------ Data shown ------
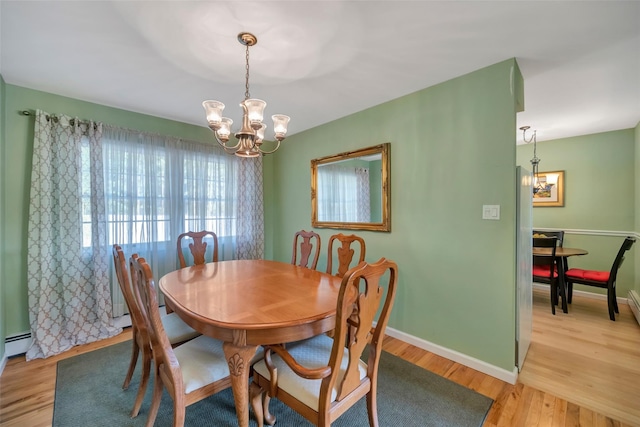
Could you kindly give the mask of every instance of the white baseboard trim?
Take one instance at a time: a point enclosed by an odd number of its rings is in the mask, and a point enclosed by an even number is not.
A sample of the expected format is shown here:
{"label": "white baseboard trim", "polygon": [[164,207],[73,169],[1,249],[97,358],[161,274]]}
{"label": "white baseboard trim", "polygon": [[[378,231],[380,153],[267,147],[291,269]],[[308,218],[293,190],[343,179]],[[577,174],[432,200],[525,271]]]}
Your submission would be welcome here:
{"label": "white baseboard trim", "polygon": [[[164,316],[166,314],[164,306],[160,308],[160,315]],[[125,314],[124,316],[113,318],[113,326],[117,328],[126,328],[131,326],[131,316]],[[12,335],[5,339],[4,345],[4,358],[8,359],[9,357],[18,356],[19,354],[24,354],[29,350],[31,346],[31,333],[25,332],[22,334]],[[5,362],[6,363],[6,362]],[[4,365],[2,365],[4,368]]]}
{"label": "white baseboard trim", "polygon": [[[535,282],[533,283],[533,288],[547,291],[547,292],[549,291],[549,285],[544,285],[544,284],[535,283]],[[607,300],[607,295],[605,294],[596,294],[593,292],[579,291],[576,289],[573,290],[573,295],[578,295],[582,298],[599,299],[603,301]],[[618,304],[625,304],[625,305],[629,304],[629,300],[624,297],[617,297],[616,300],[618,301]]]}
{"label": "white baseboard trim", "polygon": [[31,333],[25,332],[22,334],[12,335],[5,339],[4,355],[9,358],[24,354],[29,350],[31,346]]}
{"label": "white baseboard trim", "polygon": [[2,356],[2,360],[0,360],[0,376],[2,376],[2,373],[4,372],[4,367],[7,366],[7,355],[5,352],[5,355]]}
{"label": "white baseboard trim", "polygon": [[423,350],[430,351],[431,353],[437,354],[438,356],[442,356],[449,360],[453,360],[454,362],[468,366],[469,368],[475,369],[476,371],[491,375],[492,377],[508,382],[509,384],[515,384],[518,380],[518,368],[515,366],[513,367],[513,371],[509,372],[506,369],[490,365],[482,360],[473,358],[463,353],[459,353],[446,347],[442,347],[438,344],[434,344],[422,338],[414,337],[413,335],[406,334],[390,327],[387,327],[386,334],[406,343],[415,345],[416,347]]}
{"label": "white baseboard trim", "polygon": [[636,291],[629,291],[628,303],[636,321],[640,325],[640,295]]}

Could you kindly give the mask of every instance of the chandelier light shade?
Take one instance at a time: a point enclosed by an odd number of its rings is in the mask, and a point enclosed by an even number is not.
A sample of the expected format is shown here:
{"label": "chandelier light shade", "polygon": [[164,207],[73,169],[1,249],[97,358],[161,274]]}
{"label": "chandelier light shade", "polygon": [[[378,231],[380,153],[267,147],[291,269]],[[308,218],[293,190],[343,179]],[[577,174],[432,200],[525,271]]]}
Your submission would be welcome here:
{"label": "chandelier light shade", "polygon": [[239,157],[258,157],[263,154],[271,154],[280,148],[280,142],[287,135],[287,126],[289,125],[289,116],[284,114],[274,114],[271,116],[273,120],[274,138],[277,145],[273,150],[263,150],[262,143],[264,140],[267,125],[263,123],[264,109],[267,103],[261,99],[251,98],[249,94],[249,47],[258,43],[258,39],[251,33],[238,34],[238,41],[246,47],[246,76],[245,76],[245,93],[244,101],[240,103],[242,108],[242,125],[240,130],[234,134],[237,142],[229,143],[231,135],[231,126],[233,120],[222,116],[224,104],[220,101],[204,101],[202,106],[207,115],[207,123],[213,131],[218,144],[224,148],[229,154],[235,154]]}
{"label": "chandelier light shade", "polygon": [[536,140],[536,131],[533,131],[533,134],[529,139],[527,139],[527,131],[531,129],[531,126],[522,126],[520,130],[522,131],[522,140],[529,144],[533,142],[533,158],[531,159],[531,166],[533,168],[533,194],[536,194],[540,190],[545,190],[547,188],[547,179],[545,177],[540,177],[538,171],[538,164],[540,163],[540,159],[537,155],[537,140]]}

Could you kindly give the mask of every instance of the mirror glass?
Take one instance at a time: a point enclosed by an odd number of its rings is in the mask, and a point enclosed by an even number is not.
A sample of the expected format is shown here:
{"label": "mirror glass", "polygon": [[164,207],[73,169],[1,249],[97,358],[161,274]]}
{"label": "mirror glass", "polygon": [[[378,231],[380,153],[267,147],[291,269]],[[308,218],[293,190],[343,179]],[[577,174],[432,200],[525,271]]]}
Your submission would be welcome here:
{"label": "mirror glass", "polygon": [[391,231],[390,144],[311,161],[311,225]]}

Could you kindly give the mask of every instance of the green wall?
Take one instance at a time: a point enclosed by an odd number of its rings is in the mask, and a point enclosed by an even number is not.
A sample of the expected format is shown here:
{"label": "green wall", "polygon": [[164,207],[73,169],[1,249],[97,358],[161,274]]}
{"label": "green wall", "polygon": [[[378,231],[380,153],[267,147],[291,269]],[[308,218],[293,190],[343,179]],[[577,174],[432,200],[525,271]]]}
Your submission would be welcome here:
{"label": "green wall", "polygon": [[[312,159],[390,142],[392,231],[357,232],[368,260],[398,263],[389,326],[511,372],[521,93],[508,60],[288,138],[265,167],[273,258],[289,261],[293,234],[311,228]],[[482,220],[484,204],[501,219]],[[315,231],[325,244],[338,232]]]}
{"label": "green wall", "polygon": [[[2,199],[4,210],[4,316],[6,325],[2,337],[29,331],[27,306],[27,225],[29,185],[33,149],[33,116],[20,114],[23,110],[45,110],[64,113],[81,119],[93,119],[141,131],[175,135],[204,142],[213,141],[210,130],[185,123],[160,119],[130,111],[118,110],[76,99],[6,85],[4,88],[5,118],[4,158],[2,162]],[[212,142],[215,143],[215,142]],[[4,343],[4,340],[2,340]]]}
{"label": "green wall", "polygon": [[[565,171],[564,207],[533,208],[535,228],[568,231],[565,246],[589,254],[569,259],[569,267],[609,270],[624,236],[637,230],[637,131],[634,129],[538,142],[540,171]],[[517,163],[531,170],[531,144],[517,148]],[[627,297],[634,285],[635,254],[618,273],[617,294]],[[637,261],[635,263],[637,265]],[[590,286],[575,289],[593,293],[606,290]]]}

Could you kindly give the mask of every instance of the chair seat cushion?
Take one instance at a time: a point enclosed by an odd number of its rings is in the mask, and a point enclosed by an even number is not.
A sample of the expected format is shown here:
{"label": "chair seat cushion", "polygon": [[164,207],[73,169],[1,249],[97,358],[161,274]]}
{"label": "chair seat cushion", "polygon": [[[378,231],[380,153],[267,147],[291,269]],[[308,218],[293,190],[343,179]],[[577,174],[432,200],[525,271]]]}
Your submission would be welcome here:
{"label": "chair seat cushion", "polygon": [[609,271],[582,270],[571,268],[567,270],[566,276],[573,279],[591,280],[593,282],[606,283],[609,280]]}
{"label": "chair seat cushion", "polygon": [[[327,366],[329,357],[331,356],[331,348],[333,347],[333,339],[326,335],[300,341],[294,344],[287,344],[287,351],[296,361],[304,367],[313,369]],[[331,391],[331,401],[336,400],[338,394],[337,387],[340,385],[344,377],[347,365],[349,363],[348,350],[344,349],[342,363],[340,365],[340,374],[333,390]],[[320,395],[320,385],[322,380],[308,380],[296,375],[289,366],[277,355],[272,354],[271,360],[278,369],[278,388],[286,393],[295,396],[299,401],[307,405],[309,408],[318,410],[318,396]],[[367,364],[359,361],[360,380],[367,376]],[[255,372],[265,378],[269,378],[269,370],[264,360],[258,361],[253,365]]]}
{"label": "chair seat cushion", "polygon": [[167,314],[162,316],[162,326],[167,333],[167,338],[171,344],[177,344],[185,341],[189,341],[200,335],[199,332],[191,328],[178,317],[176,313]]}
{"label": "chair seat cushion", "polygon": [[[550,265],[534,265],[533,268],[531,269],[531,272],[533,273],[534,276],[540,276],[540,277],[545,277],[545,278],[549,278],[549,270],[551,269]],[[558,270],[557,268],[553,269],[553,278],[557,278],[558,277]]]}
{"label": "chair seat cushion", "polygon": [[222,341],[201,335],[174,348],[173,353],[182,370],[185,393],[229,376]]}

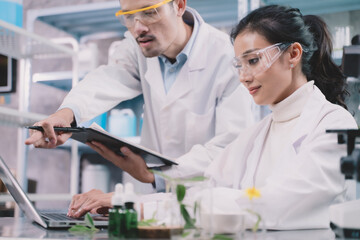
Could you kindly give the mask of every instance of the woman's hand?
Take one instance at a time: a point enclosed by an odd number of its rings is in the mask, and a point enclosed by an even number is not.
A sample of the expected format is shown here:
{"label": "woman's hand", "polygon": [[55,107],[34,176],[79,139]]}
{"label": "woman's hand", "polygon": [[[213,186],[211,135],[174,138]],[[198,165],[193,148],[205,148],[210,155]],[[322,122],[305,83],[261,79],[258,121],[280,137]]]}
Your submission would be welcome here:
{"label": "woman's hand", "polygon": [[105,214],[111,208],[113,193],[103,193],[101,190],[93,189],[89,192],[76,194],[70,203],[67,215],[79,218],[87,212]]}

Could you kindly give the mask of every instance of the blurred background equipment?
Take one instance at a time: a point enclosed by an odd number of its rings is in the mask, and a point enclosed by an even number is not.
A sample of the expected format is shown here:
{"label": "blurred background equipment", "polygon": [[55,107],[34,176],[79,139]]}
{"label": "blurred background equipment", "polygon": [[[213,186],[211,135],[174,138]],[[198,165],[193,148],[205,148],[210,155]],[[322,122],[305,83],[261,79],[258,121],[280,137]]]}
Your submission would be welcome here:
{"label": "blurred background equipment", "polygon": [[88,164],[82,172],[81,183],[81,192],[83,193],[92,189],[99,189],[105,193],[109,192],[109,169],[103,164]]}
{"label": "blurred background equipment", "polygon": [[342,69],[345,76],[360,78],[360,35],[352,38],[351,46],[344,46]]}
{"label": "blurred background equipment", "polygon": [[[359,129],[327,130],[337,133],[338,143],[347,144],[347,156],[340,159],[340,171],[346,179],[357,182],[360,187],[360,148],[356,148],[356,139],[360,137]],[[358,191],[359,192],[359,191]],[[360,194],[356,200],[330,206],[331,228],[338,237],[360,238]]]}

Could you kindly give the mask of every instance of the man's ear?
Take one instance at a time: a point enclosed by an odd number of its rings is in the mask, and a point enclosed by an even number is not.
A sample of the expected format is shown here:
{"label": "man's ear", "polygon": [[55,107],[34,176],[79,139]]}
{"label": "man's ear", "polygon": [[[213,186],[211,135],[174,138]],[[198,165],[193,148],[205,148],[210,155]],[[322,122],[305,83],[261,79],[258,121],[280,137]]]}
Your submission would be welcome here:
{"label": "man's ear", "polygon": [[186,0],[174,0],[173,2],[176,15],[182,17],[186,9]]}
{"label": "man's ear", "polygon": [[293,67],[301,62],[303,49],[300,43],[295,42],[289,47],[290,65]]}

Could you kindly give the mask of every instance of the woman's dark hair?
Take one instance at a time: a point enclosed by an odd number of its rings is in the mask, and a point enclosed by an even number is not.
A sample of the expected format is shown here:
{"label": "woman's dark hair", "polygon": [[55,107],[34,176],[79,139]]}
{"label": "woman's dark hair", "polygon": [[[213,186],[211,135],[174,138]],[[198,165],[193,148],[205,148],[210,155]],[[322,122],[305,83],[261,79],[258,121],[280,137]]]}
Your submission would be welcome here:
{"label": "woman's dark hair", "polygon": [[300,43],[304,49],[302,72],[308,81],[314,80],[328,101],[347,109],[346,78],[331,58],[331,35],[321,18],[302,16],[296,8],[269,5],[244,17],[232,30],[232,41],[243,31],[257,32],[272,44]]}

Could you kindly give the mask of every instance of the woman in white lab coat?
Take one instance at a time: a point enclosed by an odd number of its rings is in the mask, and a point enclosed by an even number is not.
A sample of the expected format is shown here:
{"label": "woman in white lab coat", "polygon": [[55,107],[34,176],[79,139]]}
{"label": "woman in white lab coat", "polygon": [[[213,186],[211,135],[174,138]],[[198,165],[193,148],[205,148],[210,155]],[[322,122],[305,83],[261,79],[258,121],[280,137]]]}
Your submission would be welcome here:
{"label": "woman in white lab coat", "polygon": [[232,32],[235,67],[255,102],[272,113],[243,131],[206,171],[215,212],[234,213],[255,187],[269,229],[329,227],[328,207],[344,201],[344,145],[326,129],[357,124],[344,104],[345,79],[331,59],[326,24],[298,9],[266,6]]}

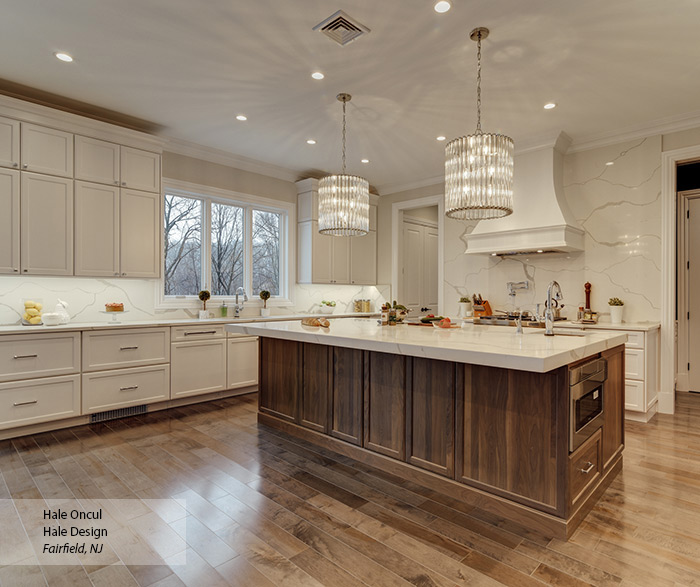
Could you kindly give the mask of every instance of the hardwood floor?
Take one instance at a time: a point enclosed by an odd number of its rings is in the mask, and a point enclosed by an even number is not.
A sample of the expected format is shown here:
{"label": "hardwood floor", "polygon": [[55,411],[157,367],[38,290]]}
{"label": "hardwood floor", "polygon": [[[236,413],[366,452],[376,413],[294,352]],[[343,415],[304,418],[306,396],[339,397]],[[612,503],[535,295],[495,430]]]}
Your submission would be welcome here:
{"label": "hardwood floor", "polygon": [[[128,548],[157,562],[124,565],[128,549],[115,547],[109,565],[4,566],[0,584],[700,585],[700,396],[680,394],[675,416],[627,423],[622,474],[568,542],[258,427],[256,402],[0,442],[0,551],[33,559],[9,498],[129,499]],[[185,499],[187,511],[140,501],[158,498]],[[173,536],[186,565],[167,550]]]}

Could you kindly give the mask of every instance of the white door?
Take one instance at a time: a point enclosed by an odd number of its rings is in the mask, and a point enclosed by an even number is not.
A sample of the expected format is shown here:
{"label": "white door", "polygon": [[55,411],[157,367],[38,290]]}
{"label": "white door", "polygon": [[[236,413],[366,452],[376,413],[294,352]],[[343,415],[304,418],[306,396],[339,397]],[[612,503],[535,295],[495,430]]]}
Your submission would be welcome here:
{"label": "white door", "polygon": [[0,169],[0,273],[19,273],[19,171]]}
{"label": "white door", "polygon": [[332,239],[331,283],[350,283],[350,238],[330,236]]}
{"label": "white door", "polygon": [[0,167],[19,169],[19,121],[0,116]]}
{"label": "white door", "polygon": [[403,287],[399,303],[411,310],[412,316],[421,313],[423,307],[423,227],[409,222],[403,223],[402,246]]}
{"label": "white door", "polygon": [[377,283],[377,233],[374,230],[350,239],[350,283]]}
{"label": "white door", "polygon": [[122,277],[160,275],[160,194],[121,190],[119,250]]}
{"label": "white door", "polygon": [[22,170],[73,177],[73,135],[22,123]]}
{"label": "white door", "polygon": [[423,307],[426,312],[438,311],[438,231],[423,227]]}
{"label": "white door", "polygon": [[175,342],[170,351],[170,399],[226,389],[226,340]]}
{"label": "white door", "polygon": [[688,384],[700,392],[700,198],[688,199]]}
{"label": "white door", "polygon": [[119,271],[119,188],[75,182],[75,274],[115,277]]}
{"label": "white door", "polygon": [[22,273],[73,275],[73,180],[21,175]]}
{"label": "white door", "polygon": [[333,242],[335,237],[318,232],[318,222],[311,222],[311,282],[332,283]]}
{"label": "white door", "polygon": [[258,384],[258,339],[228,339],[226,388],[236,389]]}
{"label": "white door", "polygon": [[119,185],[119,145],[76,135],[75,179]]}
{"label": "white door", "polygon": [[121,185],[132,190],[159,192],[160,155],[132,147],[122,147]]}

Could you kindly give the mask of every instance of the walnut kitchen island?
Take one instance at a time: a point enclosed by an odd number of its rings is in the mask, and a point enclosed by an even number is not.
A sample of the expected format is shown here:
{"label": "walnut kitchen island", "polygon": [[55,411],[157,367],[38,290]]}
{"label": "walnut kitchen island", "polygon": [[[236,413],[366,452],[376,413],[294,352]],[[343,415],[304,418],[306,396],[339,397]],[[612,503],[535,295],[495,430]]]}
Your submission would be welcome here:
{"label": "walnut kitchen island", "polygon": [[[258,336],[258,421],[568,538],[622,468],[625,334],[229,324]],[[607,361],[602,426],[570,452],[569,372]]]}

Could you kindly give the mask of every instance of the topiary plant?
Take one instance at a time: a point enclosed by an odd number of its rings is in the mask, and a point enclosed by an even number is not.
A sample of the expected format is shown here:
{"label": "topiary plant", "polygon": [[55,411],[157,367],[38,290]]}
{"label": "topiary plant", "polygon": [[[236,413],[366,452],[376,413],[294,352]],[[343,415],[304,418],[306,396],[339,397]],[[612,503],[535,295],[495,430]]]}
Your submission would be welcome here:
------
Find and copy each line of the listing above that holds the word "plant".

* Response to the exercise:
Could you kindly give the mask of every instance of the topiary plant?
{"label": "topiary plant", "polygon": [[55,411],[157,367],[38,290]]}
{"label": "topiary plant", "polygon": [[[236,413],[366,452],[376,413],[294,352]],[[343,415],[304,418],[306,396],[339,397]],[[612,503],[535,295],[495,430]]]}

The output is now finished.